--- What needs to be done ---
Repeat only the lines below from the one containing "Return one point per instance of the jacket lapel" through the one containing "Return one point per instance of the neck in", inclusive, exactly as written.

--- Records supplied ---
--- START ---

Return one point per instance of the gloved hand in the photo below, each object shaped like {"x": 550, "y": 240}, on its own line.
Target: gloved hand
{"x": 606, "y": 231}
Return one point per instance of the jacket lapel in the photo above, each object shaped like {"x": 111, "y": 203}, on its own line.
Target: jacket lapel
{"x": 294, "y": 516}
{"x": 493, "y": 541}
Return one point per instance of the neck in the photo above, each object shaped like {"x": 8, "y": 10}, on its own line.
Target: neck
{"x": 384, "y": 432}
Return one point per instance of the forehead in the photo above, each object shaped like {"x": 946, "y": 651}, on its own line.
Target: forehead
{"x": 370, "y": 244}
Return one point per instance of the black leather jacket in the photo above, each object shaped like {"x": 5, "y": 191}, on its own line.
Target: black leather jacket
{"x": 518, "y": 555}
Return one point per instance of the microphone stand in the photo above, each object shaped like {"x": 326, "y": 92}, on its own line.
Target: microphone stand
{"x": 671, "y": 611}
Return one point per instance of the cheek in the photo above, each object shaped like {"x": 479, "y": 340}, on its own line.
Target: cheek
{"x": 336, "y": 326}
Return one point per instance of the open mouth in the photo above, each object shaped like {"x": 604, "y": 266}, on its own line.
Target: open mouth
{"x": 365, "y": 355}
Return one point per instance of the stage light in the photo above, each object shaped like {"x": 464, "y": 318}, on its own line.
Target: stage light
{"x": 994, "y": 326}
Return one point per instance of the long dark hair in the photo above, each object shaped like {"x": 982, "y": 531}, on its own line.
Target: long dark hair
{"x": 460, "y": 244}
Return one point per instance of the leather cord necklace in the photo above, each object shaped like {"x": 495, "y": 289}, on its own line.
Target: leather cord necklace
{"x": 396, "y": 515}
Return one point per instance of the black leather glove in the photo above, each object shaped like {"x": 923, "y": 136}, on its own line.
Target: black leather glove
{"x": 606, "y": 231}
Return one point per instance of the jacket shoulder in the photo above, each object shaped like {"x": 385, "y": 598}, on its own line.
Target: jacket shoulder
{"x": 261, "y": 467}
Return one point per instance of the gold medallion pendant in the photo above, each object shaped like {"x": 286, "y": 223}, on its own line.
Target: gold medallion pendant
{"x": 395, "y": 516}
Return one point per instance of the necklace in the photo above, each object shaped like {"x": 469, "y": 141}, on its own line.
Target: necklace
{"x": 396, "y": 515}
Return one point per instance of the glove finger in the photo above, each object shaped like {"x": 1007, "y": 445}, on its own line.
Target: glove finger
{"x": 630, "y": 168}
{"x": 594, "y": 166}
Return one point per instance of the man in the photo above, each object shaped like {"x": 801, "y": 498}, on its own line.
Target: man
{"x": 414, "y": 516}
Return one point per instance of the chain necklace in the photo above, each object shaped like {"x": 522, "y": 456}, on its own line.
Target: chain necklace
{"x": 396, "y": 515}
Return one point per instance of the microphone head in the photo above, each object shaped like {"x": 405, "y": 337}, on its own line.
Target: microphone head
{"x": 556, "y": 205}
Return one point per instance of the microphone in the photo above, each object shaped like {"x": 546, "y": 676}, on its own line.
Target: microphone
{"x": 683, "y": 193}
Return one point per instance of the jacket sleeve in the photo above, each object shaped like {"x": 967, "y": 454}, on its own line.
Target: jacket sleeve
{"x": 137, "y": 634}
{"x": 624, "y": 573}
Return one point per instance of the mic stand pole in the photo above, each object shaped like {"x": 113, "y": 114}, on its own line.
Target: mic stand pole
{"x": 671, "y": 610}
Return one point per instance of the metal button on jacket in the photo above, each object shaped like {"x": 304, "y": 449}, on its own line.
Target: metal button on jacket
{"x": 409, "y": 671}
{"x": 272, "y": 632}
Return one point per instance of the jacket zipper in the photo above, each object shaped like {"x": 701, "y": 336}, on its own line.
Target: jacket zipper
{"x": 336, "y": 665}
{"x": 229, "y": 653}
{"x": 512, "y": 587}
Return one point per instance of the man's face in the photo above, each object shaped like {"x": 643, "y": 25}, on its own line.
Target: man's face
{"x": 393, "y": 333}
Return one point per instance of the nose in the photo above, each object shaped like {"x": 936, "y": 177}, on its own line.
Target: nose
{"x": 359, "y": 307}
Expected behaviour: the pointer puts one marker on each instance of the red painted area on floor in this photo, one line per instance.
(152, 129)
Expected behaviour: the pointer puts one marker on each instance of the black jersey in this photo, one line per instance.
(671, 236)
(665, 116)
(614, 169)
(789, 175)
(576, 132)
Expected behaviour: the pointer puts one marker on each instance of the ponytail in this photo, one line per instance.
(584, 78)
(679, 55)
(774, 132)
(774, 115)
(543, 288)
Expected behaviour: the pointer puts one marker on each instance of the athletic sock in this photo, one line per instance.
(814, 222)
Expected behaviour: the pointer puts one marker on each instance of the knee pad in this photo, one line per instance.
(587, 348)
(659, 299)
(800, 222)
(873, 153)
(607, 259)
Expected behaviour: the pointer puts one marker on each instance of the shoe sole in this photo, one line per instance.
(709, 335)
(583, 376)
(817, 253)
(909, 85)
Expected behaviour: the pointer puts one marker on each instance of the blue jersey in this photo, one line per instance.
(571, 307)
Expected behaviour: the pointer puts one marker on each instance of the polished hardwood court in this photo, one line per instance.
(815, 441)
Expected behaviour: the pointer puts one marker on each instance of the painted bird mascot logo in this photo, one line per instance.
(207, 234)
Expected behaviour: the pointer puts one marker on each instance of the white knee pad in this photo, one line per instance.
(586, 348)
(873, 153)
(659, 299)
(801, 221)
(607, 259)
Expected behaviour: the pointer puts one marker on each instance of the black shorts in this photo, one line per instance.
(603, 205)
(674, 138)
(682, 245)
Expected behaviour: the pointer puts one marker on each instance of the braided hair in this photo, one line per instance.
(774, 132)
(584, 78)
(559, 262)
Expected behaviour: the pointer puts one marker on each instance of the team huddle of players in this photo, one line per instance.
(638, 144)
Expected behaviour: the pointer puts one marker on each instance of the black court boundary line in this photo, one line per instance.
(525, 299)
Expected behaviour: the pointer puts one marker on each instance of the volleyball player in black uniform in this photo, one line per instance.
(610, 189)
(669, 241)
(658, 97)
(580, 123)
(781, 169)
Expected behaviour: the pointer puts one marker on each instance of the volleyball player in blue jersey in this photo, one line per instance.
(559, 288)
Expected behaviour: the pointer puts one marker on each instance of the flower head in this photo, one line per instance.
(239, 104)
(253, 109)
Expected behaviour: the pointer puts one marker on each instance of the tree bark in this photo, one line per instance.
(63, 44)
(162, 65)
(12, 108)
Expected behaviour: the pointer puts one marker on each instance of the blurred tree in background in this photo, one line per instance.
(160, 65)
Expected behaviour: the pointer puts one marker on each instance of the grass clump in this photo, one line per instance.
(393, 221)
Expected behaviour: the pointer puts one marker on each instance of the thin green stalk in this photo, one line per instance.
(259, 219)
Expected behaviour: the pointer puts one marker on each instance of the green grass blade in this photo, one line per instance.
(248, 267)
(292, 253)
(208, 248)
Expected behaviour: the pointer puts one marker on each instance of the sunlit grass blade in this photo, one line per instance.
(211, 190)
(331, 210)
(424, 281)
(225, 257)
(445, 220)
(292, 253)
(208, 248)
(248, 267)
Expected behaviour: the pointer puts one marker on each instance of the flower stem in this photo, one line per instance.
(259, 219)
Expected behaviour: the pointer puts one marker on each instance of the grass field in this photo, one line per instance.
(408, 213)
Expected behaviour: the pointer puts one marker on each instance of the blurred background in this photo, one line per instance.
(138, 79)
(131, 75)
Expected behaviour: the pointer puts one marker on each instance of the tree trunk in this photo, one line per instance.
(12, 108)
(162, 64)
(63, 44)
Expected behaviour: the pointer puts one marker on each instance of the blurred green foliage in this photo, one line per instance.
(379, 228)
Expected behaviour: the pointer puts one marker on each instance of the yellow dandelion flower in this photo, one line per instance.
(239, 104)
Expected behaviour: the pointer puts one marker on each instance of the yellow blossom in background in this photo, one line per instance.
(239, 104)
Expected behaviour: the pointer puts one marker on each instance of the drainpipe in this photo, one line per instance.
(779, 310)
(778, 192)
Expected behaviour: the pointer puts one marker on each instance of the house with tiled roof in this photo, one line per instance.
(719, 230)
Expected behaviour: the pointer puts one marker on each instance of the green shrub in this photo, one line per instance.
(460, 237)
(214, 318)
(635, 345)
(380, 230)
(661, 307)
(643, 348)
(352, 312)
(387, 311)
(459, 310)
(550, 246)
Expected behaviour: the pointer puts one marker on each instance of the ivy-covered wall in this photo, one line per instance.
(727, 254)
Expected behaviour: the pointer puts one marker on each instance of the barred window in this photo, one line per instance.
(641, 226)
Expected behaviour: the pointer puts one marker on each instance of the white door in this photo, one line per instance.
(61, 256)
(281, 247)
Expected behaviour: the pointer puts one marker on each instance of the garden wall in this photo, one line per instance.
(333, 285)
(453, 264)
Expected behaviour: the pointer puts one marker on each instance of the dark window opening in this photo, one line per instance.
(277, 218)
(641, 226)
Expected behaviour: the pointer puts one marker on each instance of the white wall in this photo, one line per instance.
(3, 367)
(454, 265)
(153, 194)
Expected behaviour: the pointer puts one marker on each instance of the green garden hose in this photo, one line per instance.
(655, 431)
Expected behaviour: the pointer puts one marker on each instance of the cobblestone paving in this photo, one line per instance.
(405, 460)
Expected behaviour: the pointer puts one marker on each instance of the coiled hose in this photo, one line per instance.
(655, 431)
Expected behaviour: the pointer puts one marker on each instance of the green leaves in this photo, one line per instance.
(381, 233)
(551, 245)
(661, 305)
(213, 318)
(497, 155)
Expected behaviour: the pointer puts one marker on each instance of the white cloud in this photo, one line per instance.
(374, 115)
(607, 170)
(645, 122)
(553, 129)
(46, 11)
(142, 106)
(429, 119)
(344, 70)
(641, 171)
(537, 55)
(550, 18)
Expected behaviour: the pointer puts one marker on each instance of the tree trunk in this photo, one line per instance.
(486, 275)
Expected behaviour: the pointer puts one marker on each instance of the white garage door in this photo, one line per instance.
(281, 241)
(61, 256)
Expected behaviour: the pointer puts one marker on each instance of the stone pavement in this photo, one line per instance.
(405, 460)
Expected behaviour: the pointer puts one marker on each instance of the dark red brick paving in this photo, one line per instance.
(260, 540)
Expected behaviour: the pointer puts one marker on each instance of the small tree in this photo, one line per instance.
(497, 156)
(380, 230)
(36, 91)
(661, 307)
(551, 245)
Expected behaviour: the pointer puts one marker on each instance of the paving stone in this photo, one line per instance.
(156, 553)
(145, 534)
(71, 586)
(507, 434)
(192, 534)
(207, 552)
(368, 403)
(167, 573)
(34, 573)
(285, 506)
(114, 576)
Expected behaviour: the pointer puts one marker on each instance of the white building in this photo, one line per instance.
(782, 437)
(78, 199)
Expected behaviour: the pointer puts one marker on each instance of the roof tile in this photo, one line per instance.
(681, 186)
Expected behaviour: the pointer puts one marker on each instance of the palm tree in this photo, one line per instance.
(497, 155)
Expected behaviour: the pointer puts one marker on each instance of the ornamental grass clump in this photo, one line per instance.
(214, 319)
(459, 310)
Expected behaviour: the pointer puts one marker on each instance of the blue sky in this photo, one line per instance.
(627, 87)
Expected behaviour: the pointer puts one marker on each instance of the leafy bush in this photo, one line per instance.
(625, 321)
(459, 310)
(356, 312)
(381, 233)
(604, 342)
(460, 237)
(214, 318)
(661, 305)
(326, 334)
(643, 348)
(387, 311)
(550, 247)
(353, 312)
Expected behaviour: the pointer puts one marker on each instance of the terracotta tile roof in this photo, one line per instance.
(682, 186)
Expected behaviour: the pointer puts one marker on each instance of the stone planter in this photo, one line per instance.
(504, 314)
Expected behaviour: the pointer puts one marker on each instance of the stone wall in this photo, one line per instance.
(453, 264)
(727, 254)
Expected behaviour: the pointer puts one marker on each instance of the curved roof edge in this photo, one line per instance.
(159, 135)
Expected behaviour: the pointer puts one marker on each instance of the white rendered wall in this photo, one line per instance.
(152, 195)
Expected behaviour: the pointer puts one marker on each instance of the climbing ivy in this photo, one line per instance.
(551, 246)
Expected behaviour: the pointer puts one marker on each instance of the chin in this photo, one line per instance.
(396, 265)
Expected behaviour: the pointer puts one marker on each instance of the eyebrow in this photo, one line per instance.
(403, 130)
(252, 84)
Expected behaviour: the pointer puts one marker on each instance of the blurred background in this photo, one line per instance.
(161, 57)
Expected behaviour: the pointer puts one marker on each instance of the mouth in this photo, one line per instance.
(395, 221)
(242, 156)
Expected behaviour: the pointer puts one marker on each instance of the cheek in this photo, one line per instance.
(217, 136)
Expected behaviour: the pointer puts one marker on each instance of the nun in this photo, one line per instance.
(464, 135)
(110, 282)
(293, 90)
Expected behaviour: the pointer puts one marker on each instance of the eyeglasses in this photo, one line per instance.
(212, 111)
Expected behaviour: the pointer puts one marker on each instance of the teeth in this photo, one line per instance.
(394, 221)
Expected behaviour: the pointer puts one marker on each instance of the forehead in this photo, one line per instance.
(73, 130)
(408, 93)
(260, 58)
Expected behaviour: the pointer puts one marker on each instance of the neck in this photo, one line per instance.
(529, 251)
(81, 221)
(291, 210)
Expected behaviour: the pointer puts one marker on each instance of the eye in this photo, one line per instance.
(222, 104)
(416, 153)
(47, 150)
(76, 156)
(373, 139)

--- END ---

--- Answer space ---
Return one point per instance of the jacket lapel in the photo above, each object shaped like {"x": 111, "y": 203}, on its own line.
Target: jacket lapel
{"x": 294, "y": 516}
{"x": 493, "y": 541}
Return one point per instance of the neck in the photo above, each object shaped like {"x": 8, "y": 10}, on its own line.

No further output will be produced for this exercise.